Excerpt to read:
##############################

Sunday, July 15, 2018

Book-A-Day 2018 #196: Shade, the Changing Man, Vol. 1: The American Scream by Milligan, Bachalo & Pennington

I'm here because I'm looking backwards. Why else would any of us be reading the first collection of a nearly thirty-year-old comics series? [1]

I recently read the first collection of the current Shade the Changing Girl series, which reminded me of this Peter Milligan/Chris Bachalo/Mark Pennington version, which began in 1990 and ran through 1996, ending after 70 issues. (As usual for corporate comics of that era, Milligan wrote the whole run, but the art team changed more often -- Bachalo ended up drawing more than half of the series, through.)

It was a fairly typical Vertigo series of the day, one of the many that followed Alan Moore's template from Swamp Thing: start with a minor DC character, one as close to a joke as possible. Take him seriously, but not in comic-book terms -- take him seriously in world-historical terms, bring in whatever other pop-culture or serious-culture material that energizes you and you can bolt onto it somehow. Run that character through horror plots, generally one or two issues long, each one encapsulating something frightening or appalling or norm-breaking. Do it all seriously, at a high pitch of writing, narrated strongly. Set it officially in the DC Universe, but don't focus on the usual four-color stuff -- maybe show it on the TV, maybe let it wander through the edges of your story.

That produced Animal Man, and Sandman, and of course Shade. It was a great model as long as Karen Berger could find new brilliant British writers to relaunch obscure DC characters, but inevitably that well ran dry [2], and Vertigo shifted to other models. Shade was probably the last big success of that initial model -- depending on if you count Sandman Mystery Theatre as this model or a Sandman brand extension -- and also brought in the perennial popular "British person ponders America" genre.

##############################

Raw data:
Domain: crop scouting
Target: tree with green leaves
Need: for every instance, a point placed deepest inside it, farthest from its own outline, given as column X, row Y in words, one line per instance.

##############################

Job 1: According to the blog post on Shade, the Changing Man, when did the Milligan series run, and how many issues did it last?
Job 2: Pick up the blog post on Shade, the Changing Man after its last sentence and continue it.

Exercise output 1: It ran from 1990 through 1996 and ended after 70 issues.

Exercise output 2:
The British person in this case was Peter Milligan, who'd come to attention mostly from his work with artist Brendan McCarthy, later collected as The Best of Milligan & McCarthy. And he made the obsession of Shade America's vision of itself -- every one of those early Vertigo books had an obsession, from Sandman's storytelling to Animal Man's animal liberation to Doom Patrol's dada. As usual, a British person both sees things Americans usually miss and fundamentally misunderstands some things Americans know so deeply they don't bother to explain.

The first six issues of that 1990 series were collected at various times over the three decades since -- what I have here is the first of a series of trade paperbacks from 2009, which seems to have petered out after three volumes, with most of the series left uncollected. But that's the way of the world, isn't it? In any case, I did find and read this book: Shade the Changing Man, Vol. 1: The American Scream.

As usual for Vertigo of the time, the Milligan Shade reconfigured the premise: instead of the original Steve Ditko crew-cut superhero punching villains with the power of his shiny sunburst vest, this Rac Shade is on an epic, ill-informed quest to save his world and our own from "madness." His powers are larger, less well-defined, and largely out of his control. And he's no longer bodily on Earth: the M-Vest propels him into the body of someone on Earth. In this case, convicted serial killer Troy Grenzer, on the night he's about to be executed.

Shade/Grenzer escapes, psychedelically, from the electric chair -- this is the Deep South, for maximum American death penalty frisson -- and lands with Kathy George, a young woman whose parents and boyfriend were Grenzer's last victims. He of course is able to convince her he isn't really Grenzer, partially because of the continuing eruptions of unreality he triggers and partially because Kathy is only moderately sane to begin with.

And they set off on the road, to find the American Scream in all of its manifestations, to confront it and stop it and foil it, any way they possibly can. To save the world: this is a comic book.

Shade is episodic from that point, like the horror version of the old Incredible Hulk TV show. (Actually, there was a comic version of the Hulk that was basically a horror version of the TV show around the same time: American comics liked episodic stories then, and we were besotted with horror.) In this volume, Shade and Kathy go to Dallas to reenact JFK's assassination, and then on to Hollywood for some silver-screen madness.

As I recall, it goes on like that: hitting the places in America that foreigners know about and relate to. Shade eventually changed bodies, gathered more of a supporting cast -- did all of the things that help keep an episodic story going. But this set the tone: Shade was about Why the Hell is America So Crazy.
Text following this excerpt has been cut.